**Work item:** Which lines make up the answer? Those from the line with "Your task is to locate every instance of cabinet" through the end of the data; reproduce them exactly.

**Data extract:**
╭──
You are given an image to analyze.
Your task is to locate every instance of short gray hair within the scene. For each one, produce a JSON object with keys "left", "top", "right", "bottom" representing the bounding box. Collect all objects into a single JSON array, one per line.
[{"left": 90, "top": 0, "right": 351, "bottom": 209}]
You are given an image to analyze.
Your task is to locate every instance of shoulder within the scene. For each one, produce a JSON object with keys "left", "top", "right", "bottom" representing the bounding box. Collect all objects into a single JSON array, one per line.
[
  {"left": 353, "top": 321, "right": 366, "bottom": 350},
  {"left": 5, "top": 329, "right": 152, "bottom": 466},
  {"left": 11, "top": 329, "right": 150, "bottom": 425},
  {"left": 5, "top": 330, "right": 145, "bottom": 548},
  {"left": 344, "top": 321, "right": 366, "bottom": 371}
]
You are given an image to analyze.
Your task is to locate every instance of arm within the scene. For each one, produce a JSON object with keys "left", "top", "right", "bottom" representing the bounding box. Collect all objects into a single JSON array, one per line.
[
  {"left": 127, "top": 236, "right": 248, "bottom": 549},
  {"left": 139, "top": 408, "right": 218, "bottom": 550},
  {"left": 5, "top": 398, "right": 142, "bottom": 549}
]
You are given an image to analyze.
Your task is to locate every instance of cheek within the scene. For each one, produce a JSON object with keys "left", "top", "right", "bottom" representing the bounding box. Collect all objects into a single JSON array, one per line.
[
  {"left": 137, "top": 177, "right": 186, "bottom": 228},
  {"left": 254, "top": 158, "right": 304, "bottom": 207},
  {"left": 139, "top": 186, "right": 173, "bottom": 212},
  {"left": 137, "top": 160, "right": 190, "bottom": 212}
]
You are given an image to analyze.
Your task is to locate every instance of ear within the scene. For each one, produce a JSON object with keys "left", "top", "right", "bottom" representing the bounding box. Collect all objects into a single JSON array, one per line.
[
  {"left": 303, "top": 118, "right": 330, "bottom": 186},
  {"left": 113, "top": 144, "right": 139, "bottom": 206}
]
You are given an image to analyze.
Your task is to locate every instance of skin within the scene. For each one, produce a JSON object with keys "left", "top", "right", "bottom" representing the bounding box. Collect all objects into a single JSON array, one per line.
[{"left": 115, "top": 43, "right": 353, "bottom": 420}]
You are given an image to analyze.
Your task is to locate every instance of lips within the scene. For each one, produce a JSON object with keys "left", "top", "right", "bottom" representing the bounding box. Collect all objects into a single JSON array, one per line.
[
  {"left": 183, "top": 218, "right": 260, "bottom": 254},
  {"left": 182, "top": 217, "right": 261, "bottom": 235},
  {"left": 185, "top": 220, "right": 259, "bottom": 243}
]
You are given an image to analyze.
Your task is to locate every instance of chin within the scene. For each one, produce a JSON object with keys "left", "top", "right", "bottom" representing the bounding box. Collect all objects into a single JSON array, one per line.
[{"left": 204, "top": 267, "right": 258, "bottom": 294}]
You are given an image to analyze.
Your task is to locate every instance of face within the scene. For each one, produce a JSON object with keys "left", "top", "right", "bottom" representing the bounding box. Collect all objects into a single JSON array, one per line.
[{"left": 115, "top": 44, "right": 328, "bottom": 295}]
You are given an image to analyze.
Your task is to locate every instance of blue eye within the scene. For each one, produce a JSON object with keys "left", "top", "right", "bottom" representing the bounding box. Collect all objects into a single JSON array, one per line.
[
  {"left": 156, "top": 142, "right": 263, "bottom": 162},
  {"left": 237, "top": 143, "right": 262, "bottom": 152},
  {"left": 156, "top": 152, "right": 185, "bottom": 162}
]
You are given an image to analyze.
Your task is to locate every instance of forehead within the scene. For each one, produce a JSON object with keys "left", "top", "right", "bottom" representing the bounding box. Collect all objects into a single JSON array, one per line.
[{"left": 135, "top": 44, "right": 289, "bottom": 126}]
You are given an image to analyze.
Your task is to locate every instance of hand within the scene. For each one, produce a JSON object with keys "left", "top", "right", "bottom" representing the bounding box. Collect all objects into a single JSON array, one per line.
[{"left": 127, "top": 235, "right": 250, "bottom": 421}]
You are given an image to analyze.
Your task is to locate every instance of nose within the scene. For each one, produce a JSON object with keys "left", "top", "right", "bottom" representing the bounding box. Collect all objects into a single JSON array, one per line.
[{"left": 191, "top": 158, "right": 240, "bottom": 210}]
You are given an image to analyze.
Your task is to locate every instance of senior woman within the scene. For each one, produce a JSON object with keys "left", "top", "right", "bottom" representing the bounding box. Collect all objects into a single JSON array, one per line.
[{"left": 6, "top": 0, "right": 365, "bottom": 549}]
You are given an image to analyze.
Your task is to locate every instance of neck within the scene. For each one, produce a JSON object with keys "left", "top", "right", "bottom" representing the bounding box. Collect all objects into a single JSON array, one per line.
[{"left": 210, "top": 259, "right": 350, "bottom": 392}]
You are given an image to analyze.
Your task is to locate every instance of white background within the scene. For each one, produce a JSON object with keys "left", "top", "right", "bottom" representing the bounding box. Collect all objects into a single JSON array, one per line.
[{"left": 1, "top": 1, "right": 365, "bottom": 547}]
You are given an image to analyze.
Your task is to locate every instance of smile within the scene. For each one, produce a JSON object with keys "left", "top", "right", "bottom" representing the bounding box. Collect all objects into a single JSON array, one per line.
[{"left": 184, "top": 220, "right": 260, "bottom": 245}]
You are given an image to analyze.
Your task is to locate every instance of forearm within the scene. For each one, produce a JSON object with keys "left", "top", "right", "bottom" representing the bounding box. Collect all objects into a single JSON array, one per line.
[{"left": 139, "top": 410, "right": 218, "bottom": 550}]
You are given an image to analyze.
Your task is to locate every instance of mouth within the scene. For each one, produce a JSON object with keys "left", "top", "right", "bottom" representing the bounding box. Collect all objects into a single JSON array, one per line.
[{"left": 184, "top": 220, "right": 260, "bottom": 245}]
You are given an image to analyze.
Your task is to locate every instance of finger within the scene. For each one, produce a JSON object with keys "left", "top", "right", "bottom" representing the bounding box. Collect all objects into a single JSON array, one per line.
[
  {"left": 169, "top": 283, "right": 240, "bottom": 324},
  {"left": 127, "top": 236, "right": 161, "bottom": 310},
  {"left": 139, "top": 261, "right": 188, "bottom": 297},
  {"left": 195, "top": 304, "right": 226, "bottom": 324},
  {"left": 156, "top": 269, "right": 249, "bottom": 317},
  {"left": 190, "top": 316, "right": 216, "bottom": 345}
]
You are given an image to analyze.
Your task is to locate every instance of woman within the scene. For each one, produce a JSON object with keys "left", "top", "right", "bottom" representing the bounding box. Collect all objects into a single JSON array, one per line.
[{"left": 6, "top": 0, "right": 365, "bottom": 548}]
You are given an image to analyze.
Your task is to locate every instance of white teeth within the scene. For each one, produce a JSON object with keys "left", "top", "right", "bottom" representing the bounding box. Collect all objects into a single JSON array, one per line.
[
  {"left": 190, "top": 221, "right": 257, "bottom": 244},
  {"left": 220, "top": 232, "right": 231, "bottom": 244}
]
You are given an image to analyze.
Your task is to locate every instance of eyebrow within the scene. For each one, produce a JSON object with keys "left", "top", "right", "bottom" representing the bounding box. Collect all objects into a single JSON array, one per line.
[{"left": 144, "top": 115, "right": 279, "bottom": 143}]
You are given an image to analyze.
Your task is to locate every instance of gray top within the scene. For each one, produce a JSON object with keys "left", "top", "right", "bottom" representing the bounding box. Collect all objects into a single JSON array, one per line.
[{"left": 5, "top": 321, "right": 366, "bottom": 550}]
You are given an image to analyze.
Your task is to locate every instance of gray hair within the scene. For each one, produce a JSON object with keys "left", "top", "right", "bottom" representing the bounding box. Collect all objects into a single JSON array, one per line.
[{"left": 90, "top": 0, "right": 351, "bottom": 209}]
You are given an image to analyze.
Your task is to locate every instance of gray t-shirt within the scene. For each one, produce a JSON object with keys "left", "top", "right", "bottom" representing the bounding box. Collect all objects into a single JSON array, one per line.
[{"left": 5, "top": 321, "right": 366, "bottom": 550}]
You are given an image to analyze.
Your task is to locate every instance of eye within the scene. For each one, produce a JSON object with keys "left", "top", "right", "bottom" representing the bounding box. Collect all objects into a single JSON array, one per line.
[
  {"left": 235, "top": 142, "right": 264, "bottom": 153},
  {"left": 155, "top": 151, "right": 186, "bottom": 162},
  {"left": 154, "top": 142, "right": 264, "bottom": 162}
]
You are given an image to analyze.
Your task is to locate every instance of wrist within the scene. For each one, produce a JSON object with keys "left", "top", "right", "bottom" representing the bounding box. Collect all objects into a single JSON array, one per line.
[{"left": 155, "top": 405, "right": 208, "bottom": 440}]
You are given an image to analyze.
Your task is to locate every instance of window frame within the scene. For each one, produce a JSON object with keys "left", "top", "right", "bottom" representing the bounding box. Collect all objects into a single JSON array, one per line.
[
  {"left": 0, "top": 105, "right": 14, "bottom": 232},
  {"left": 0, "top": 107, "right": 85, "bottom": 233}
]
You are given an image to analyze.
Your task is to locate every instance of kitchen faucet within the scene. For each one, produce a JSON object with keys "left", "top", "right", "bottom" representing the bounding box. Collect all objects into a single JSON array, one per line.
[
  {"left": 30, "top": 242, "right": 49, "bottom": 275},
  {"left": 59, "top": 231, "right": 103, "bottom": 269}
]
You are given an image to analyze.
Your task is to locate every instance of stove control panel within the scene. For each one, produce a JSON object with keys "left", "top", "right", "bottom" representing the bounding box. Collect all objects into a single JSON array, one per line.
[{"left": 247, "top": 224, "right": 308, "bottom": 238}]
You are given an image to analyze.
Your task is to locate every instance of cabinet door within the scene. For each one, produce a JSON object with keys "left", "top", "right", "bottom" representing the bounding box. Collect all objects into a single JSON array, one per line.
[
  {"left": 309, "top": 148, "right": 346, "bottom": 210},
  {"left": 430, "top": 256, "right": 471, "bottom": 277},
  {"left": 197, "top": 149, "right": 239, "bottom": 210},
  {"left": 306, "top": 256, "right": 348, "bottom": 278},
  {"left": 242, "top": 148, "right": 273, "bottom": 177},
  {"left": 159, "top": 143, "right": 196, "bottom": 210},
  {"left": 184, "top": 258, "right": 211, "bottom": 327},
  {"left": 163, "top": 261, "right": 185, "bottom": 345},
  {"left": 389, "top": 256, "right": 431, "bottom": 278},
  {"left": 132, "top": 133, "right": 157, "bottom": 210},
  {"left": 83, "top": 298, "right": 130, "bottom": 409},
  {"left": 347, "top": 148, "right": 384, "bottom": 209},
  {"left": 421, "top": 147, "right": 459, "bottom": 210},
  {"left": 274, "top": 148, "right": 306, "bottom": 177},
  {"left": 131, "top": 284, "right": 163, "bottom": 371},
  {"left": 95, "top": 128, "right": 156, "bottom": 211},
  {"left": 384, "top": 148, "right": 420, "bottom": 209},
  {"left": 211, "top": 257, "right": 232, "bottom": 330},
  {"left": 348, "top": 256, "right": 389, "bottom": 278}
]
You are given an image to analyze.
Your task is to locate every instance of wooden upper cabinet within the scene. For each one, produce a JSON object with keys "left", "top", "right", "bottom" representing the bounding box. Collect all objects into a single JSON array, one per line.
╰──
**Reply to the task:**
Your task is to locate every instance of cabinet door within the scene. For each one, produce a JSON object with keys "left", "top", "right", "bottom" representing the bounding box. Collect all objects into a single JSON array, one per line.
[
  {"left": 309, "top": 148, "right": 346, "bottom": 210},
  {"left": 430, "top": 256, "right": 471, "bottom": 277},
  {"left": 197, "top": 149, "right": 239, "bottom": 210},
  {"left": 306, "top": 256, "right": 348, "bottom": 278},
  {"left": 242, "top": 148, "right": 273, "bottom": 177},
  {"left": 159, "top": 143, "right": 196, "bottom": 210},
  {"left": 184, "top": 258, "right": 211, "bottom": 327},
  {"left": 163, "top": 261, "right": 185, "bottom": 345},
  {"left": 389, "top": 256, "right": 431, "bottom": 278},
  {"left": 132, "top": 133, "right": 157, "bottom": 210},
  {"left": 83, "top": 298, "right": 130, "bottom": 409},
  {"left": 347, "top": 148, "right": 384, "bottom": 209},
  {"left": 421, "top": 147, "right": 459, "bottom": 210},
  {"left": 274, "top": 148, "right": 306, "bottom": 177},
  {"left": 131, "top": 284, "right": 163, "bottom": 371},
  {"left": 95, "top": 128, "right": 156, "bottom": 211},
  {"left": 384, "top": 148, "right": 420, "bottom": 209},
  {"left": 211, "top": 257, "right": 232, "bottom": 330},
  {"left": 348, "top": 256, "right": 389, "bottom": 278}
]
You are given an image to analyze.
Your task is to locate every instance of wooden upper cabinet within the scene. For each one, produce a JSON object with keys "left", "top", "right", "bottom" representing the bounding box. Collect all objects into a single JSON array, one per line.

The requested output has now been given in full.